GIVEN REQUEST A → Extract every line of the listing that follows the passage below, and reproduce each one unchanged.

═══ SUPPLIED TEXT ═══

Who is Titus Burkhardt and What is This Book?
Titus Burkhardt was a prolific writer on esoteric and religious topics who was active in the middle of the twentieth century. Alchemy is actually not considered one of his more important works, but it did make its way onto a short list of works that feed into each other and ultimately build to some readings of Jungian psychology, which is how it grabbed my attention.
For my money, I would describe the book as a primer on the understanding of Alchemy As Spiritual Practice and the basic symbolism used by older (even ancient) documentation, such as the Emerald Tablet or the works of paracelsus. In that respect, it does its job very well. It probably didn’t need to be my active read for several months, or be picked apart quite as thoroughly as my notes and marginalia covered, especially if you aren’t using it as a stepping stone to some other work. In my case though, I am working on a thorough synthesis of ideas from multiple - at times, esoteric - traditions, so I wanted to make sure I had a firm grip of the material.

═══ PROVIDED MATERIAL ═══

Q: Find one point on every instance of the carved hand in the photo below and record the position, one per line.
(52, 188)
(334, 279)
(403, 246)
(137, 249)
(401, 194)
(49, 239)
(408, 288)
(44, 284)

═══

GIVEN REQUEST B → According to the passage on Titus Burkhardt, during what period was he active as a writer?

OUTPUT A →
Q: Find one point on every instance of the carved hand in the photo below and record the position, one per line.
(52, 188)
(334, 279)
(403, 246)
(137, 249)
(401, 194)
(49, 239)
(408, 288)
(44, 284)

OUTPUT B → In the middle of the twentieth century.